→ **TASK DESCRIPTION**
Convert all of the data below into a JSON array of strings, with one string for each line and blank lines left out. Omit the picture from the array.
[begin DATASET EXCERPTS]
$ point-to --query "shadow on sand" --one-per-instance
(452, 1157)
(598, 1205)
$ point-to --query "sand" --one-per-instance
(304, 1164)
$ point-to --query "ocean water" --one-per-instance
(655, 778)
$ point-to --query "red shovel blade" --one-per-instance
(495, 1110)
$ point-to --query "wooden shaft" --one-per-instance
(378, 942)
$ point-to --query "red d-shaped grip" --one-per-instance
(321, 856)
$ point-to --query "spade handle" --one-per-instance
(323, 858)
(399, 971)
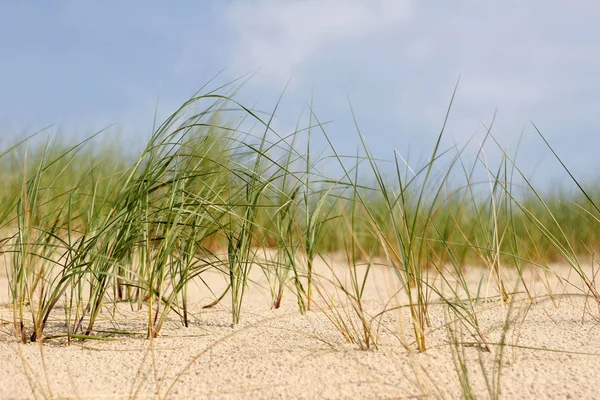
[end DATASET EXCERPTS]
→ **COMPLETED TASK**
[
  "$ point-to --query \"shadow on sand\" --one-per-instance",
  "(452, 1157)",
  "(598, 1205)",
  "$ point-to --query \"sand\" --one-per-instance",
  "(304, 1164)",
  "$ point-to --query \"ocean water\" --one-per-instance",
  "(655, 778)",
  "$ point-to --query \"red shovel blade\" --one-per-instance",
  "(495, 1110)",
  "$ point-to --query \"wooden shaft\" --one-per-instance",
  "(378, 942)",
  "$ point-to --query \"red d-shaped grip\" --one-per-instance",
  "(321, 856)",
  "$ point-to --query \"spade handle\" --one-per-instance",
  "(323, 858)",
  "(399, 971)"
]